> _SUPPLIED PASSAGE_:
■ ■ ■ ■
This Comment addresses “floors” – minimum substantive international protections, and “ceilings” – maximum substantive international protections, set out in the Berne Convention and subsequent multilateral copyright accords. While much scholarship has addressed Berne minima, the “maxima” have generally received less attention. This Comment first describes the general structure of the Berne Convention, TRIPS and WCT regarding these contours, and then analyzes their application to the recent “press publishers’ right” promulgated in the 2019 EU Digital Single Market Directive.
Within the universe of multilateral copyright obligations, the Berne maxima (prohibition of protection for facts and news of the day), buttressed by the TRIPS and WCT exclusion of protection for ideas, methods and processes, should promote the free cross-border availability of facts and ideas, as well as of exercise of the Berne Convention mandatory exception for the making of “quotations” from publicly-disclosed works. Individual Berne countries of origin may protect excluded subject matter or preclude mandatory exceptions in their own works of authorship, but not in foreign Berne works. Nonetheless, member States might be able to elude Conventional maxima by resort to copyright-adjacent sui generis rights, such as the Digital Single Market Directive’s new press publisher’s right. This Comment considers the extent to which Conventional maxima may nonetheless have a preclusive effect on such maneuvers.
■ ■ ■ ■
> _ENTRIES PROVIDED_:
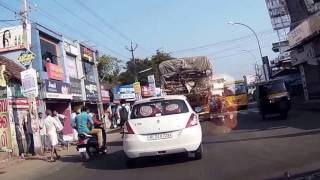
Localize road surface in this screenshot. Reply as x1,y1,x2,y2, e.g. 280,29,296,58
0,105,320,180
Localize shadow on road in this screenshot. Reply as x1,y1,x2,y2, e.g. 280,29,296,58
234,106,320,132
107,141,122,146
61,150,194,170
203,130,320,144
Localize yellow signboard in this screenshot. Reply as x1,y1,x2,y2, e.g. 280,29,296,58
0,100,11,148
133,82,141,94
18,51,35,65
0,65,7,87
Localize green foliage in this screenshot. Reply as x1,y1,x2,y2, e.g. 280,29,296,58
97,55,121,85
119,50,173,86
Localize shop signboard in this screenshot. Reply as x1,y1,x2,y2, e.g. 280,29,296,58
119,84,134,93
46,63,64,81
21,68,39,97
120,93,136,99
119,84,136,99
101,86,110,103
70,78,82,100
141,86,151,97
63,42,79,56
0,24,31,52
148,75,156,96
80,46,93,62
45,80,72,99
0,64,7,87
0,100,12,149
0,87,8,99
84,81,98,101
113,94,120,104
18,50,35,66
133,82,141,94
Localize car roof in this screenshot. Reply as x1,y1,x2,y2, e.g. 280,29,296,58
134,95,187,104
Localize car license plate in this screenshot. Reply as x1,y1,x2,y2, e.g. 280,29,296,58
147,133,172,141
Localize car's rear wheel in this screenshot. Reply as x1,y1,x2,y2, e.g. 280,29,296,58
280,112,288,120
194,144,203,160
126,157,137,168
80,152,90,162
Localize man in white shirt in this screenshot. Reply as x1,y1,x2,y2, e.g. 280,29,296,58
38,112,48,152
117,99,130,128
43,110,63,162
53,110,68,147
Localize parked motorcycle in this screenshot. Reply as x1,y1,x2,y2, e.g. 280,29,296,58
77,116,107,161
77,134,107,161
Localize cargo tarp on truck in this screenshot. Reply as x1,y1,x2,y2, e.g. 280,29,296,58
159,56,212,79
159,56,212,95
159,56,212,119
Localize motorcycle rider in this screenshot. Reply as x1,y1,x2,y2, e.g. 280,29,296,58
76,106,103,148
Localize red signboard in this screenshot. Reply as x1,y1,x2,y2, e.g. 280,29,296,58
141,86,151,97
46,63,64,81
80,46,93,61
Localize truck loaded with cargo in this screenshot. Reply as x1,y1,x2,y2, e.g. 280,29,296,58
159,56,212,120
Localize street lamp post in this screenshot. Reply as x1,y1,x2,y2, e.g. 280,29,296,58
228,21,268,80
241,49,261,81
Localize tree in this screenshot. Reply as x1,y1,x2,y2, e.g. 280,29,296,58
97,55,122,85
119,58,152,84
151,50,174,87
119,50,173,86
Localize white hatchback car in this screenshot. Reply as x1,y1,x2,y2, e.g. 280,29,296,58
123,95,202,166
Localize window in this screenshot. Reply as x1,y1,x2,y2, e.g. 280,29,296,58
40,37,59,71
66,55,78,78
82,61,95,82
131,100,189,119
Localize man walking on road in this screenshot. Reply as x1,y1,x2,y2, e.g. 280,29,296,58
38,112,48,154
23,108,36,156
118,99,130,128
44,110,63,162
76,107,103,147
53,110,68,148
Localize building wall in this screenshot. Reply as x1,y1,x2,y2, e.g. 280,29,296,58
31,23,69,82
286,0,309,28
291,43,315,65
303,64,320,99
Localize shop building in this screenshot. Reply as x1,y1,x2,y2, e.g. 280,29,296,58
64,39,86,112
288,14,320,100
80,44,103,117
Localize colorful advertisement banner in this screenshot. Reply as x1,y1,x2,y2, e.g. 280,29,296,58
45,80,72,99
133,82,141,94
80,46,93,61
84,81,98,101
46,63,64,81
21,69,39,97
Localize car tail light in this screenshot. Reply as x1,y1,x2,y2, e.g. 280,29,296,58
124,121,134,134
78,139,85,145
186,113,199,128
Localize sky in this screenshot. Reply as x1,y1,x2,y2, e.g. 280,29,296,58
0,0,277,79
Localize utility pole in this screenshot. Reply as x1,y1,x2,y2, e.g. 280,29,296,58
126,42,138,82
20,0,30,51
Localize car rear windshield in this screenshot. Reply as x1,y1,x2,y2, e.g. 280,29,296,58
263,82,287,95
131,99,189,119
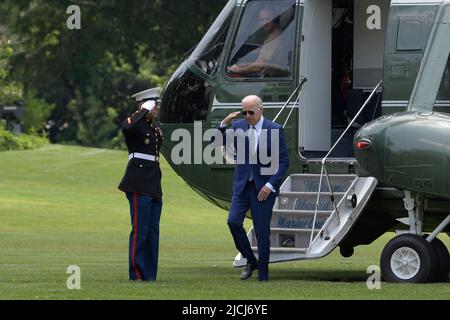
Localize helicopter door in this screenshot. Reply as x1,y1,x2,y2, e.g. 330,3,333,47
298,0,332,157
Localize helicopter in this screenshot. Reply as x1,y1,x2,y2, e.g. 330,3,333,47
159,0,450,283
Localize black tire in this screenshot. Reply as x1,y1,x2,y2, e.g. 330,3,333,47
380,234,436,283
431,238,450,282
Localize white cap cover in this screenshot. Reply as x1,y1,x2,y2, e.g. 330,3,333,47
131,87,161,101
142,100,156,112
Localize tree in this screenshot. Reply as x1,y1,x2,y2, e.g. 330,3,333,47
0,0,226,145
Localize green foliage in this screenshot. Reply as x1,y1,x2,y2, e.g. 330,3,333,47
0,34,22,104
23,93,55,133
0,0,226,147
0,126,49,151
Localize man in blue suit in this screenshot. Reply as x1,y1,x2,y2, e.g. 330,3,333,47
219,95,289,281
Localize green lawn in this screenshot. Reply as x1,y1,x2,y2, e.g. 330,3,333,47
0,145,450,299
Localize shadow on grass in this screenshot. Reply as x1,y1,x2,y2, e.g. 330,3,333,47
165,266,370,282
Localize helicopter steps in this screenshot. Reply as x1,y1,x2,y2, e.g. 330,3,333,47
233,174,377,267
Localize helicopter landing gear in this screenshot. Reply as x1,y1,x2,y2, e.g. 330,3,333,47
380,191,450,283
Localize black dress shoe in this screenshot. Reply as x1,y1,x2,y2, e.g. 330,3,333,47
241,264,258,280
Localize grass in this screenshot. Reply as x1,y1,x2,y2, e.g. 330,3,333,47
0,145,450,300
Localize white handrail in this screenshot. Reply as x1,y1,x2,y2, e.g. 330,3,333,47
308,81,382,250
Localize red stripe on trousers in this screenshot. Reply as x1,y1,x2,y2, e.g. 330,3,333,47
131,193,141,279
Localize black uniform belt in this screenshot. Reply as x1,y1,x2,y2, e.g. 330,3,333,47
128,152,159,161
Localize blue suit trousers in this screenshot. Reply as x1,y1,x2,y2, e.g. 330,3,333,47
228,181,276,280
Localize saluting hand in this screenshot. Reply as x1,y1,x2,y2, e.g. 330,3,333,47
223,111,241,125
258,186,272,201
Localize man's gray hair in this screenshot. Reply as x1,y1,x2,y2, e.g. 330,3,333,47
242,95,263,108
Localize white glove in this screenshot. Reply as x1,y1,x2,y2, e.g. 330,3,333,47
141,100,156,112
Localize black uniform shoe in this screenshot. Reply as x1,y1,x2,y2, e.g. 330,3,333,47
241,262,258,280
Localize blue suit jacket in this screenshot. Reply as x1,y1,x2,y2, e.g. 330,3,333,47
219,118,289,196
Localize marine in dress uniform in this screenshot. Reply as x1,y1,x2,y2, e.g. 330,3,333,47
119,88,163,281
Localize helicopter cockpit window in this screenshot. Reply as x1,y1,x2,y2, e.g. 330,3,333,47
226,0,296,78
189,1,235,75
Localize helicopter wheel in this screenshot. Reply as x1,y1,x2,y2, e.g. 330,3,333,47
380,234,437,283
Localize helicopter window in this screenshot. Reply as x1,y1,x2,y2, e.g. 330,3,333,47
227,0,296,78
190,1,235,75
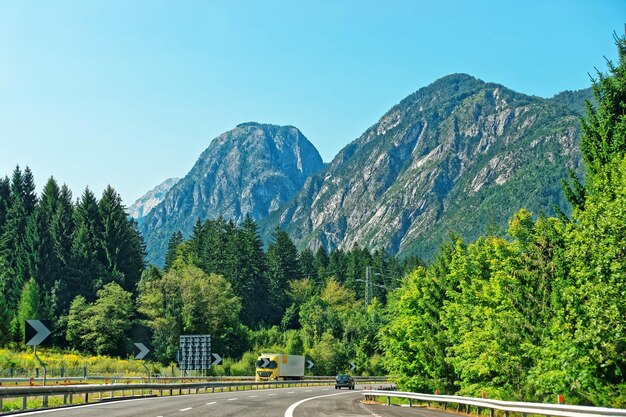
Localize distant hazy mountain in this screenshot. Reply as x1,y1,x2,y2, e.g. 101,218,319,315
■ ■ ■ ■
> _WRITTEN EXERCISE_:
Decide whether each statement agrees with the copyright comment, answering yes or no and quoting the deciding words of the comment: (a) Berne minima have received less scholarly attention than the maxima. (b) A Berne country of origin may preclude mandatory exceptions in its own works of authorship. (c) The press publishers' right was promulgated in the 2019 EU Digital Single Market Directive. The records were drawn from a separate source.

> _TASK ANSWER_:
(a) No: "While much scholarship has addressed Berne minima, the “maxima” have generally received less attention."
(b) Yes: "Individual Berne countries of origin may protect excluded subject matter or preclude mandatory exceptions in their own works of authorship, but not in foreign Berne works."
(c) Yes: "the recent “press publishers’ right” promulgated in the 2019 EU Digital Single Market Directive"